** Opening Data listing block **

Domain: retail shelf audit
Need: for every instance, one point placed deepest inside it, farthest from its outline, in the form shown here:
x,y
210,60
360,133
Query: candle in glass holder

** Closing Data listing block **

● Your instructions
Return every entry above with nothing altered.

● Completed task
Domain: retail shelf audit
Need: for every instance, one point placed deepest inside it, farthest from its outline, in the form shown here:
x,y
210,60
360,133
Query: candle in glass holder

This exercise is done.